Rescale everything in the records below from the line containing "the chamois in" down to the line containing "of the wrist", both ends included, rewriting every line (requests too) with each x and y coordinate in the answers multiplied by 1.25 and rounded to a whole number, halves rounding up. Return only those lines.

_ _ _ _ _

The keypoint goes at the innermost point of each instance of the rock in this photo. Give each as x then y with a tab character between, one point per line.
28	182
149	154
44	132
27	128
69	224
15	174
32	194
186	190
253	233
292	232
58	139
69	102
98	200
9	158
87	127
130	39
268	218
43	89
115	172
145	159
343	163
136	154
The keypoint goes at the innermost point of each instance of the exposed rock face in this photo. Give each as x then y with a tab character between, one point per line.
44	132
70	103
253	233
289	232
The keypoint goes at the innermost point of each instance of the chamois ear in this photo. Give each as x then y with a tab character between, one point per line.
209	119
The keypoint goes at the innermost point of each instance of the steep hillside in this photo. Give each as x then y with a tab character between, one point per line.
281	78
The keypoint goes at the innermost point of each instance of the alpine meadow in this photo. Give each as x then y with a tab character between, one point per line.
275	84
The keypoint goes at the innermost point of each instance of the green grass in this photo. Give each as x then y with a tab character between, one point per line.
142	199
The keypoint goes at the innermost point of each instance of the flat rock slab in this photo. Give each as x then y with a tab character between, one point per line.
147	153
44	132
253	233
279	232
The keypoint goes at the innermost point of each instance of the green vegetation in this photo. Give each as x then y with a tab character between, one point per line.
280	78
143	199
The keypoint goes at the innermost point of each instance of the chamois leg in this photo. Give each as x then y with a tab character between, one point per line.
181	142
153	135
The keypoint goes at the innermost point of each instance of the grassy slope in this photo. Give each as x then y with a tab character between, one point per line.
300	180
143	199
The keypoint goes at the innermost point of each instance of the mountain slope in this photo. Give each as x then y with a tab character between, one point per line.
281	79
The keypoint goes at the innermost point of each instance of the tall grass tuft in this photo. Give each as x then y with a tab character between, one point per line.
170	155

_ _ _ _ _

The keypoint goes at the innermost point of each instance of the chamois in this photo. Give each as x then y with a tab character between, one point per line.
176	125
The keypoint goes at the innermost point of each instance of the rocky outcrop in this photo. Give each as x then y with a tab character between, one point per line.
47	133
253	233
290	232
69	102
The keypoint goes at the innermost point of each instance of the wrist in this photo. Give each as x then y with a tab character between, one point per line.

_ _ _ _ _

● OUTPUT OF THE EXERCISE
The keypoint goes at the innermost point of each instance of the chamois in this photo. Give each as x then y with a tab character between, one point per line.
220	156
The keypoint goes at the innermost point of each instance of the rocky outcrop in this photo. Give each as x then y with a tab character between, one point per line.
59	166
316	291
363	290
86	128
The keypoint goes at the innermost point of each instance of the wrist in this photo. Give each as x then y with a tab character between, one point per line.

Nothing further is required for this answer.